▶ [EXERCISE AIM]:
Please return the part of the text on sun-protection policies starting with "There are a" and going on through "allergic reactions increases.", copied word for word.

======== TEXT UNDER STUDY

There are a number of policy initiatives that could greatly reduce the sun exposure of the U.S. population and protect children in particular. In Australia, schools have “no hat—no play” policies that restrict children who do not have hats from playing outdoors. Sunscreen is provided at public swimming pools, and many towns have installed shade cloth over play structures and toddlers' pools in parks and at community centers. The relatively simple installation of shade cloth reduces sun exposure by 60% or more. The Australian government has also removed all taxation on sunscreens. It is noteworthy that the maximum SPF rating for sunscreens used in Australia is 15+ , since the benefits above this SPF level are minimal and the cost escalates. At SPF 15, sunscreens block 94% of UV-B. Above a rating of 15, the frequency of allergic reactions increases.

================
======== DATA FOR REVIEW

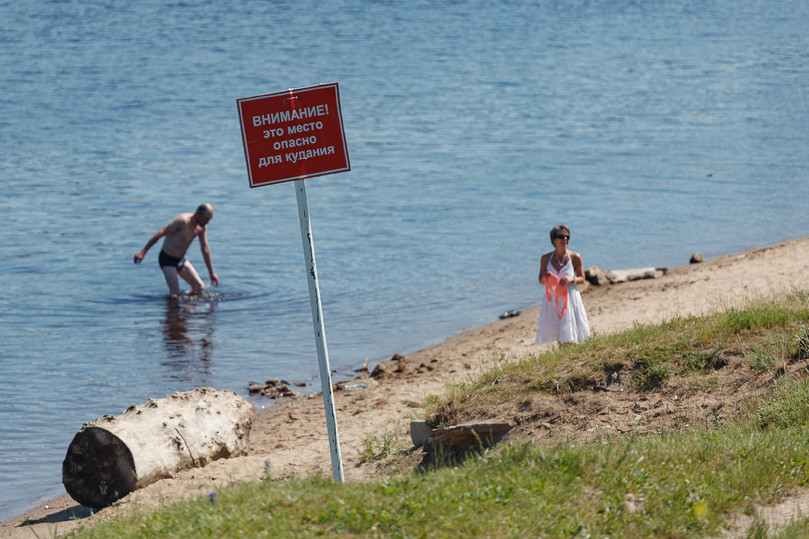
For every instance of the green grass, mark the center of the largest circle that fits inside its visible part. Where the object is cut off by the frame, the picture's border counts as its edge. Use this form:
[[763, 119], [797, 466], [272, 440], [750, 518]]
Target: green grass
[[683, 483]]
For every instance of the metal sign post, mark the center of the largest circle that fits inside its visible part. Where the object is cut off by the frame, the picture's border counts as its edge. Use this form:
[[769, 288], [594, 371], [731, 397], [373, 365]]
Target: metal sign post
[[320, 331], [291, 136]]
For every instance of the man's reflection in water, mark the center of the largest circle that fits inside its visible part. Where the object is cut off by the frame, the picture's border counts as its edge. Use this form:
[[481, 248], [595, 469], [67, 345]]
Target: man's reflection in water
[[188, 337]]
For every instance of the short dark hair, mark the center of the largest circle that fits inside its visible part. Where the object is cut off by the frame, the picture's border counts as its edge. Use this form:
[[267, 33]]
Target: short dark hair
[[557, 229]]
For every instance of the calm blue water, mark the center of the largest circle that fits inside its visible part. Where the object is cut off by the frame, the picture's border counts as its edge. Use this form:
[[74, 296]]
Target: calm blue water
[[652, 129]]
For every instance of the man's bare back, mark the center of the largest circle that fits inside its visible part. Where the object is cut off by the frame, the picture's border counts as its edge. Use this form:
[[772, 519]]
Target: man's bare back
[[177, 237], [180, 232]]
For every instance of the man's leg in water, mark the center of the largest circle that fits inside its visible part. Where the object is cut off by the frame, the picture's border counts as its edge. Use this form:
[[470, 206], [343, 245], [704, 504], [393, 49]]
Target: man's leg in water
[[170, 273], [190, 275]]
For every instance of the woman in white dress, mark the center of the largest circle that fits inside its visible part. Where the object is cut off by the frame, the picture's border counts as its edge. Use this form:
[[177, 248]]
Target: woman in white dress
[[562, 317]]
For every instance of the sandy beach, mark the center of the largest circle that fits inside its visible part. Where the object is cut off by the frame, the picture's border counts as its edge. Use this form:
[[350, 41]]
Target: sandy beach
[[290, 434]]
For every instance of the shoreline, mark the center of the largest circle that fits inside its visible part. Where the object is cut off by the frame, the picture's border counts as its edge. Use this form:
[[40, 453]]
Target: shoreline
[[290, 434]]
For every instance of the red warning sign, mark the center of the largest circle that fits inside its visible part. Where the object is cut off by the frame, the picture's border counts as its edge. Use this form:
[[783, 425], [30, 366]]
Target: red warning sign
[[293, 135]]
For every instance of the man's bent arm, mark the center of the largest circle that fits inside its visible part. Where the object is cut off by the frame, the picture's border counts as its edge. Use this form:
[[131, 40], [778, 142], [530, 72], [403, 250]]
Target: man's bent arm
[[206, 256]]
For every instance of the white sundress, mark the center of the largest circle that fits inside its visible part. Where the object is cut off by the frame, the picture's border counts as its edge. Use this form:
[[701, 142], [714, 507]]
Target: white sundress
[[573, 326]]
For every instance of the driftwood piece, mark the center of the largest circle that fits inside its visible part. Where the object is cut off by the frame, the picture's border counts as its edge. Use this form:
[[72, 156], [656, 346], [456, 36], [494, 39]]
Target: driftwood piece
[[112, 456], [464, 437]]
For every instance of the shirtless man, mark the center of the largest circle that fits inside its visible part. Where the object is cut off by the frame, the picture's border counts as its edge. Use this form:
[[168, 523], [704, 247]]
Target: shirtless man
[[179, 234]]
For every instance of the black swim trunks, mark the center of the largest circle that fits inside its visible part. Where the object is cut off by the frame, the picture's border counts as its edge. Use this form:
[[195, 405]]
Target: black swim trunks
[[168, 260]]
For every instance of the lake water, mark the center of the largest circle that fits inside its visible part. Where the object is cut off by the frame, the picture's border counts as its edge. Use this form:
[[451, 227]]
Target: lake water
[[652, 129]]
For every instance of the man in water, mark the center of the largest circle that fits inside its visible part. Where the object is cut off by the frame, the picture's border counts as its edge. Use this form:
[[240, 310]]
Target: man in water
[[179, 234]]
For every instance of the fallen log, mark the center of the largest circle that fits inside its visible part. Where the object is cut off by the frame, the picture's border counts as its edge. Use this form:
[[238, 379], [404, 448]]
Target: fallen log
[[464, 437], [112, 456]]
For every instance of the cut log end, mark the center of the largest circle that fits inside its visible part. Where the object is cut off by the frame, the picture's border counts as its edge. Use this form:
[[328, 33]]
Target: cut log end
[[98, 469]]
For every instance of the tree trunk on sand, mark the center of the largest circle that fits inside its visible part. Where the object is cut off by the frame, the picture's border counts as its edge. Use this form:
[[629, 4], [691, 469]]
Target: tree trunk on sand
[[112, 456]]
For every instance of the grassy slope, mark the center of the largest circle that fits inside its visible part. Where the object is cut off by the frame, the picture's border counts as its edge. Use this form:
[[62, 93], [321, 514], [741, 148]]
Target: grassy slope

================

▶ [RESULT]:
There are a number of policy initiatives that could greatly reduce the sun exposure of the U.S. population and protect children in particular. In Australia, schools have “no hat—no play” policies that restrict children who do not have hats from playing outdoors. Sunscreen is provided at public swimming pools, and many towns have installed shade cloth over play structures and toddlers' pools in parks and at community centers. The relatively simple installation of shade cloth reduces sun exposure by 60% or more. The Australian government has also removed all taxation on sunscreens. It is noteworthy that the maximum SPF rating for sunscreens used in Australia is 15+ , since the benefits above this SPF level are minimal and the cost escalates. At SPF 15, sunscreens block 94% of UV-B. Above a rating of 15, the frequency of allergic reactions increases.